■ **What you will do**: Reproduce every one of the lines below word for word, without changing anything.

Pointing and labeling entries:
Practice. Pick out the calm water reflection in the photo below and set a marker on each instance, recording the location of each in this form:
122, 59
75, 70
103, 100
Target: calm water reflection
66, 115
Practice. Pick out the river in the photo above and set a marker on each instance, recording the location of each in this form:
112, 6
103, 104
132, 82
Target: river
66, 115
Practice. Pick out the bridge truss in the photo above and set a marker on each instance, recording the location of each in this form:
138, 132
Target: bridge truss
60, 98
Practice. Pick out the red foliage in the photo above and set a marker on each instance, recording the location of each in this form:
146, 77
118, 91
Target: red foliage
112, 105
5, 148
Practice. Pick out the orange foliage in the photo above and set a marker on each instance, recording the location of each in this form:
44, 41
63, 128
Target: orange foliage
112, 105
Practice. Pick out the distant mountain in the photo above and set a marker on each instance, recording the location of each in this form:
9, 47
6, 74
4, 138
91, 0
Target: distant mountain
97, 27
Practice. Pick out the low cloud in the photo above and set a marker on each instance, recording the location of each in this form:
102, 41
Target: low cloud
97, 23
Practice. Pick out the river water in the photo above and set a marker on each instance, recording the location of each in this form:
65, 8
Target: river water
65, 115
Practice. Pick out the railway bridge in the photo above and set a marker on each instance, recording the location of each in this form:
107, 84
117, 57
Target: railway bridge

■ **Response**:
Practice. Pick out the calm water reflection in the photo below and set a marker on each instance, recording the location of each in this form:
122, 59
75, 70
103, 100
Target: calm water reflection
66, 115
Practice. Pick out the river in the photo above and set a marker on each instance, recording the location of each in this form:
112, 6
103, 104
132, 82
Target: river
66, 115
Practice. Pick out the bridge truss in the photo above and set a marker on each instance, recording the location of each in this form:
138, 132
Target: bridge truss
60, 98
Practice. Pick out the red foliage in the photo above and set a marker on each instance, recording the location of each in this form:
146, 77
118, 91
Target: red foliage
112, 105
5, 148
Practice. Pick out the orange foliage in the photo above and set a marker on each instance, recording the location of each in this form:
44, 41
63, 128
Target: orange foliage
112, 105
Practice. Pick out the distant mountain in the photo above and set a marker on each instance, recording the location of each in this form:
9, 47
6, 74
4, 138
91, 0
Target: distant mountain
97, 27
Practice. Pick out the low cloud in the photo above and set a marker on each instance, recording the location of each in this form:
102, 41
Target: low cloud
97, 23
Practice. Pick out the river water in the photo above and set a marker on each instance, recording the location of each in this form:
65, 8
Target: river water
65, 115
Practice. Pick out the railway bridge in the photo above and set a marker on each instance, recording the location of each in this form:
107, 84
117, 57
Target: railway bridge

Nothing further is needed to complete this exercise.